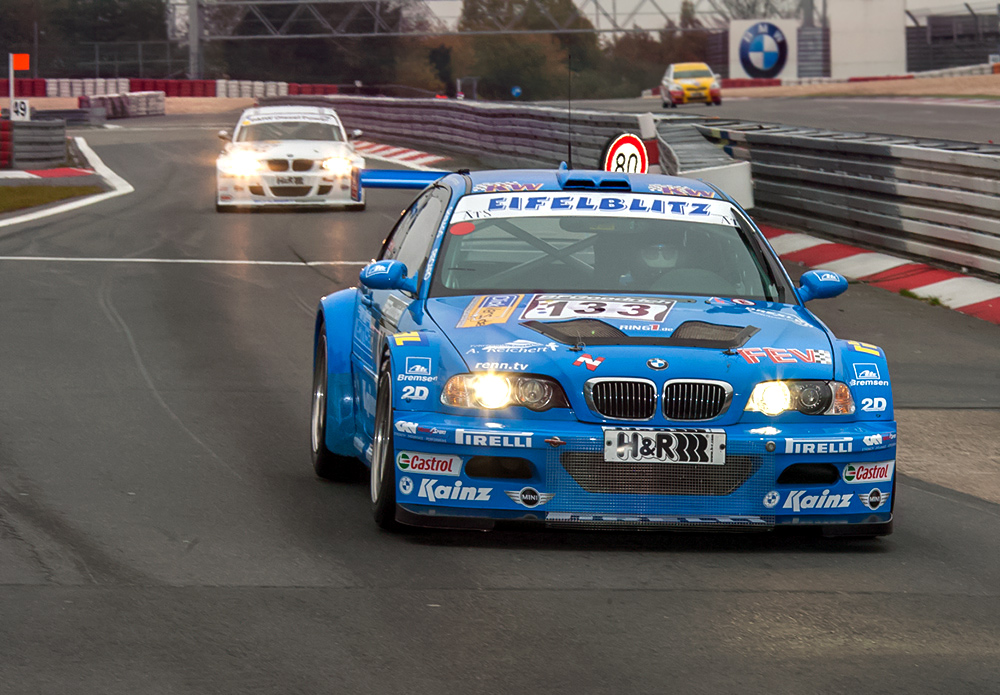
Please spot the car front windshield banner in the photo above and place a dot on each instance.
(585, 242)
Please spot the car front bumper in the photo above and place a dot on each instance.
(307, 189)
(563, 478)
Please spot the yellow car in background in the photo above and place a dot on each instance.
(686, 83)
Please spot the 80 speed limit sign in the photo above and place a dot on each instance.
(625, 153)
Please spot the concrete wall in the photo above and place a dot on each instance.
(867, 38)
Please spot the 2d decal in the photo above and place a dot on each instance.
(484, 311)
(589, 361)
(785, 355)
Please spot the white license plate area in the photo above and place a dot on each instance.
(697, 447)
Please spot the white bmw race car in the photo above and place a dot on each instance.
(289, 156)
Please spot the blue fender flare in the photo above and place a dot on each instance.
(336, 317)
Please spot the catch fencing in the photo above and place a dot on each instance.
(934, 200)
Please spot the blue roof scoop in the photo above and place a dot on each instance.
(592, 180)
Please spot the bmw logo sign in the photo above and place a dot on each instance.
(763, 50)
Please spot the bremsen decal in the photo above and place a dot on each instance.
(819, 445)
(516, 440)
(439, 464)
(869, 472)
(785, 355)
(484, 311)
(798, 500)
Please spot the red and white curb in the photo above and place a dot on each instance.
(969, 295)
(397, 155)
(60, 173)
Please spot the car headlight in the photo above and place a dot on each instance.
(809, 397)
(240, 164)
(341, 166)
(492, 391)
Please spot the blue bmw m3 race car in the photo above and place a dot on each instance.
(587, 348)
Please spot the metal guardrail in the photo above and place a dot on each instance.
(936, 200)
(38, 144)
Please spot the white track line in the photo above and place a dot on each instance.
(193, 261)
(119, 187)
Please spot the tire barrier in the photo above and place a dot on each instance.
(126, 105)
(933, 200)
(6, 143)
(32, 144)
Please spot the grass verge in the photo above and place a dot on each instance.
(20, 197)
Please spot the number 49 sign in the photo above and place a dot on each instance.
####
WORK REQUIRED:
Resize the listing from the line containing "Please spot the blue roof" through the last line, both ends included, and give only those lines. Repeat every line, requests included, with the requests left unchanged and each coordinate in the answers multiplied by 0.35 and rounded to a whole number, halves rounded up.

EXPECTED ANSWER:
Please spot the blue roof scoop in the photo above and place a dot on each instance.
(207, 63)
Please spot the bmw logo sign in the photo above and place a dot on each instance.
(267, 18)
Please spot the bremsen decal in the photo above and place a dot on each instance.
(287, 156)
(181, 154)
(154, 162)
(304, 165)
(275, 124)
(169, 109)
(279, 175)
Please spot the red and white curb in the photo above and place a dot on each instance.
(339, 103)
(139, 54)
(21, 61)
Please spot the car headlight in the photo above and place a dot on each instance.
(283, 139)
(84, 57)
(119, 58)
(172, 137)
Please spot the blue bmw m3 race car in the photo above and place a dot on each instance.
(205, 122)
Please spot the metal guardrail in the photo above and place a dot on each instance.
(328, 70)
(13, 50)
Please spot the white track line in the photo above and place a dot on each instance.
(68, 91)
(42, 65)
Please spot the tire barrier in the photo above and place a dot on each instance.
(44, 37)
(327, 70)
(2, 50)
(11, 50)
Please spot the grass verge in the photo above and place a dot on each instance.
(7, 69)
Please spot the number 49 sign in the photo above and place a dot on each instance.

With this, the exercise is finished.